▸ **EXERCISE OBJECTIVE**
From the line with "A point falls on each instance of the short sleeve" to the final line of the records, reproduce every line exactly and only those lines.

(Point labeling dataset excerpts)
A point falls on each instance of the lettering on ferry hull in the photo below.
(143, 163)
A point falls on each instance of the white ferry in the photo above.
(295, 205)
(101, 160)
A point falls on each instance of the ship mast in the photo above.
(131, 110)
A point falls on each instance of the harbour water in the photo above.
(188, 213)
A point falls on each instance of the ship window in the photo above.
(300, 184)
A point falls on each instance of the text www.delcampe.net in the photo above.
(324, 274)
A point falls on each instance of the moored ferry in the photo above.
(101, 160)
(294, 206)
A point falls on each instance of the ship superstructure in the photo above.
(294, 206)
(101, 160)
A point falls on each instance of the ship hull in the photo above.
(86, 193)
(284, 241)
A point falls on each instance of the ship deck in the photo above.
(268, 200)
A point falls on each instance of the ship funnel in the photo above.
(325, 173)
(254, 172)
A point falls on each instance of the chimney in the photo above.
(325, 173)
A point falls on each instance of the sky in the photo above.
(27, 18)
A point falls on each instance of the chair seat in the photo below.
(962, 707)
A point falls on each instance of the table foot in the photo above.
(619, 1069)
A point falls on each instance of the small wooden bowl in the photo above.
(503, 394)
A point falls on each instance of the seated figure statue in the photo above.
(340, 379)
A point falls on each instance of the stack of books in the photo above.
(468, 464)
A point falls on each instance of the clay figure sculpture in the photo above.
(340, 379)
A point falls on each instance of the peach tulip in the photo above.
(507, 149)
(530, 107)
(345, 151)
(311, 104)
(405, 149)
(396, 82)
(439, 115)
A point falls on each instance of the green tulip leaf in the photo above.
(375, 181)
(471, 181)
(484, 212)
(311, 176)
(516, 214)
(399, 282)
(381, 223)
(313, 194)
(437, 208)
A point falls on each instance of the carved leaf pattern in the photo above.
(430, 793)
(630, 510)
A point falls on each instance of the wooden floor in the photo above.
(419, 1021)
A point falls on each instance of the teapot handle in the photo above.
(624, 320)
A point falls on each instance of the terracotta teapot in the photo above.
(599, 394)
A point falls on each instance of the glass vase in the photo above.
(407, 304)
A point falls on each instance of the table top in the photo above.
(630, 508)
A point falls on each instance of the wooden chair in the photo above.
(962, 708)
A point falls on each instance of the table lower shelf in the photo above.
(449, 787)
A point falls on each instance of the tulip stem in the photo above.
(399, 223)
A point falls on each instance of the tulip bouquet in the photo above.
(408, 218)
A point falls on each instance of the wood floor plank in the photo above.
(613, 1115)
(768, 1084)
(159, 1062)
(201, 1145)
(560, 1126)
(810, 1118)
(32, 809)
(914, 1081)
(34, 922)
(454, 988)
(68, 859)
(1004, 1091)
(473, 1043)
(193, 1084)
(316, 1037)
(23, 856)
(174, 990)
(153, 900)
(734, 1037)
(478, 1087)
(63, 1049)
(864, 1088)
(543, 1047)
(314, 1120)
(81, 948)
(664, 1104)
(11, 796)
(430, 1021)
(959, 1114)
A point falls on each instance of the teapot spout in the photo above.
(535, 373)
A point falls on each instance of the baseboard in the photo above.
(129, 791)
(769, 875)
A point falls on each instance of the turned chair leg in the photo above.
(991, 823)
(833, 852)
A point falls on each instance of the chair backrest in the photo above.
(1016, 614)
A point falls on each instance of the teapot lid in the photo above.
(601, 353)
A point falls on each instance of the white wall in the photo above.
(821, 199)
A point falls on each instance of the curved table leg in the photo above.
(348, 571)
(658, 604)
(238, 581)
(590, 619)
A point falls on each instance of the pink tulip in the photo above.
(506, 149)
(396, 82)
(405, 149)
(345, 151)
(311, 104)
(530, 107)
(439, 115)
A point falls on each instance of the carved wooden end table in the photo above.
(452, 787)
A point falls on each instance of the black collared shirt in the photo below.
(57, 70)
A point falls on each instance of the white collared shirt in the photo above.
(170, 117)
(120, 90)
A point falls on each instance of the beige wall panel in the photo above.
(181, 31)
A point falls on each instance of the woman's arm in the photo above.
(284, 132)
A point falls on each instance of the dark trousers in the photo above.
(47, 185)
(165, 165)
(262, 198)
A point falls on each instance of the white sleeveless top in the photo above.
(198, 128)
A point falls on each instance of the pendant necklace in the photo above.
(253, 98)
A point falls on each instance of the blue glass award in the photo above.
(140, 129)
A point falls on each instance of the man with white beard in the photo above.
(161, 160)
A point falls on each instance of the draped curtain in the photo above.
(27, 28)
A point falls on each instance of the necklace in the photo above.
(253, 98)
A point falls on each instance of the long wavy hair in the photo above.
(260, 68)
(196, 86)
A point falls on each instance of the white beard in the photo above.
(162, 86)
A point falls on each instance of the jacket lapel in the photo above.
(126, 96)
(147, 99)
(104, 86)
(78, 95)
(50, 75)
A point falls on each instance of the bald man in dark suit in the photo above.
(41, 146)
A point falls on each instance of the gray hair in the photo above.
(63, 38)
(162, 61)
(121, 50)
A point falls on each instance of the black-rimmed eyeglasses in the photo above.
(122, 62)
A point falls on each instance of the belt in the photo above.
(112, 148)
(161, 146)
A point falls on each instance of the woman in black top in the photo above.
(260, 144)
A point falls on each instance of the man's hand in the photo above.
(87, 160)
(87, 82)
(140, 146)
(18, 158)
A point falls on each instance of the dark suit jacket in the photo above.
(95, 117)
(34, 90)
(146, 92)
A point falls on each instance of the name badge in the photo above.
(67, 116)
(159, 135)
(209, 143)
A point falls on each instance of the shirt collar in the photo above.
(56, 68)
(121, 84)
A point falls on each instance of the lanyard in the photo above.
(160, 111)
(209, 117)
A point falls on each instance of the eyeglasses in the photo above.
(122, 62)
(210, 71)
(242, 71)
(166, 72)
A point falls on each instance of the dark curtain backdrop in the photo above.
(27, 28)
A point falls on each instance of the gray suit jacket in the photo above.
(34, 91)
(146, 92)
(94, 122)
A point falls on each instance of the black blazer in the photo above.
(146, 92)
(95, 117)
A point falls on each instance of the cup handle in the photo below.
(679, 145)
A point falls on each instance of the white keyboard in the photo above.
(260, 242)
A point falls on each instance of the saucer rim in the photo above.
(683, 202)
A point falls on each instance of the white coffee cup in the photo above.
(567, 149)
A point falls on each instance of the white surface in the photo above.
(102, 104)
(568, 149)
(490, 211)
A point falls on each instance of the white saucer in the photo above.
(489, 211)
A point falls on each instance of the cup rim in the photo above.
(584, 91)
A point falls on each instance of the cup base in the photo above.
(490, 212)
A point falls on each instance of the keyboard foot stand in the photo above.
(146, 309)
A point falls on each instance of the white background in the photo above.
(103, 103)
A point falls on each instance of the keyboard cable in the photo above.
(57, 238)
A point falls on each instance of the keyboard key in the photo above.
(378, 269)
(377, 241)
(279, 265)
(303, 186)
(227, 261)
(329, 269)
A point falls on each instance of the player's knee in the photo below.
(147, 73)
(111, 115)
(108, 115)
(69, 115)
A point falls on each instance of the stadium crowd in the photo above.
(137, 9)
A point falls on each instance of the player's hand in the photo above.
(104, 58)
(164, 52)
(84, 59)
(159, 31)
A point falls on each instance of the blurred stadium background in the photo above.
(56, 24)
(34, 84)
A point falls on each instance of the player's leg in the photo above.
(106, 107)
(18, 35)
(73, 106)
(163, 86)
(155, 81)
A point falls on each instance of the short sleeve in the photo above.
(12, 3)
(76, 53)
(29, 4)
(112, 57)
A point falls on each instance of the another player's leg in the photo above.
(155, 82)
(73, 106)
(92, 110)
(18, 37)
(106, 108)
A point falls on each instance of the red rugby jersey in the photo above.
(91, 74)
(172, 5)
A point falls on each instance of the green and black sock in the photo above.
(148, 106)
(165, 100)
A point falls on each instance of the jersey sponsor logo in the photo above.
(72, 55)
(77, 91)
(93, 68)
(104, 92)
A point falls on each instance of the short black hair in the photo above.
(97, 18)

▸ **OUTPUT OF THE EXERCISE**
A point falls on each instance of the short sleeve in the photo above.
(12, 3)
(76, 53)
(29, 4)
(112, 57)
A point falls on each instance of the another player's leg in the photo above.
(155, 82)
(73, 106)
(92, 110)
(18, 37)
(106, 108)
A point falls on each instance of the red rugby jersey in the photo above.
(91, 74)
(172, 5)
A point falls on each instance of the green and black sock in the photo above.
(148, 106)
(165, 100)
A point falls on each instance of the jersey sponsor logo in the photo above.
(72, 55)
(77, 91)
(93, 68)
(104, 92)
A point falls on each instance of the short black hair in the photo above.
(97, 18)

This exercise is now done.